▶ [Problem]: According to the St. Croix Avis text, which newspaper did the St. Croix Avis succeed?

▶ [Reading text]:

╔══

St. Croix Avis
- Format: Weekly
- Founder: Richard Hatchett
- Founded: 1844
- Ceased publication: 2024
- Language: English Danish
- City: Christiansted, Saint Croix
- Country: Danish West Indies (1844–1917) United States Virgin Islands (1917–2024)

= St. Croix Avis =

Defunct US Virgin Islands newspaper

The St. Croix Avis was a weekly newspaper published in the United States Virgin Islands (the Danish West Indies until 1917) between 1844 and 2024. Founded by Richard Hatchett in 1844, the St. Croix Avis was one of the first newspapers local to the Virgin Islands and by 1990 the oldest extant newspaper in the Caribbean. It shut down in 2024 after becoming unable to compete with online news and social media.

==History==
The St. Croix Avis was founded in 1844 by Richard Hatchett (who was its editor from then until his death in 1851) under the Danish West Indian government; the Virgin Islands were at that time a territory of Denmark called the Danish West Indies. The St. Croix Avis was headquartered in Christiansted on the island of Saint Croix. It was the successor of The Royal Danish American Gazette, which was the first newspaper based in the Virgin Islands.

Logo of the St. Croix Avis in 1865

Harriet Hatchett, Richard Hatchett's wife, took control of the newspaper after Richard's death and owned it until she gave it to Hans Hatchett, a relative of Richard's, in 1852. In 1866 Hans gave his ownership to Peter Hatchett, another relative; Peter ran the paper from 1866 to 1868.

Many of the St. Croix Aviss readers were literate black slaves. In 1836 Governor-General Peter von Scholten had announced the Country School Ordinance, which made education compulsory for enslaved children of the Virgin Islands.

On October 29, 1867, the San Narciso hurricane destroyed the office of another Virgin Islands newspaper, the St Thomas Tidende, but did not affect the St. Croix Avis as the latter's office was 43 mi from the Tidendes and avoided the storm's landfall. The St. Croix Avis reported on the hurricane and reproduced letters to the editor from the hurricane's survivors.

Hans regained his editorship in 1868 and kept it until 1876. Afterward the St. Croix Avis went through many owners, namely Lauritz Holm (1872 to 1874), Christian Dahl (1874 to 1877), Julius Knuthsen (six months in 1877), John T. Quin (1877 to 1878), Paludan (Note: Lent spells Muller's first name as Faludan, but other sources list it as Paludan.) Muller (1878 to 1879) and Albert Hanschell (1879 to 1884). Quin bought the newspaper in 1884, and under his ownership the newspaper improved its reporting on events outside of the Virgin Islands.

╚══

▶ [Material]:
╔══

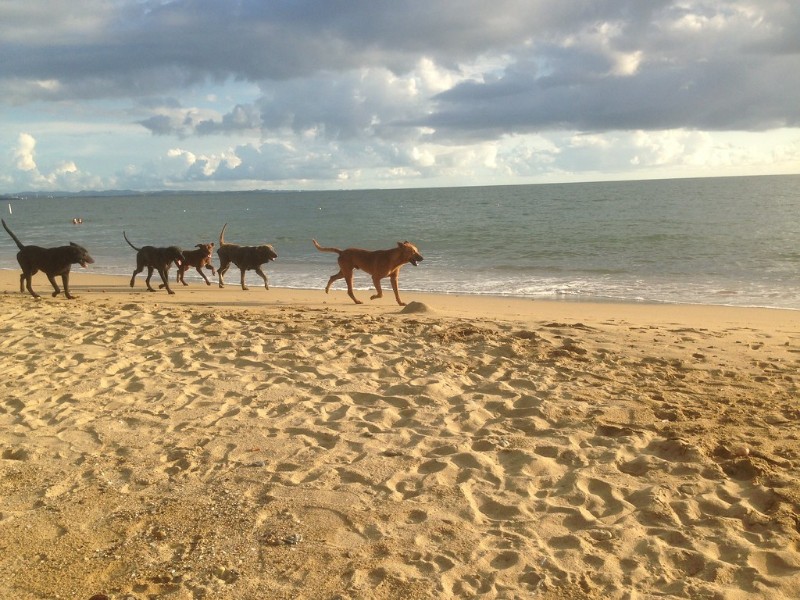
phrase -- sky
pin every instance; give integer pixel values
(359, 94)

╚══

▶ [The reply]: The Royal Danish American Gazette, the first newspaper based in the Virgin Islands.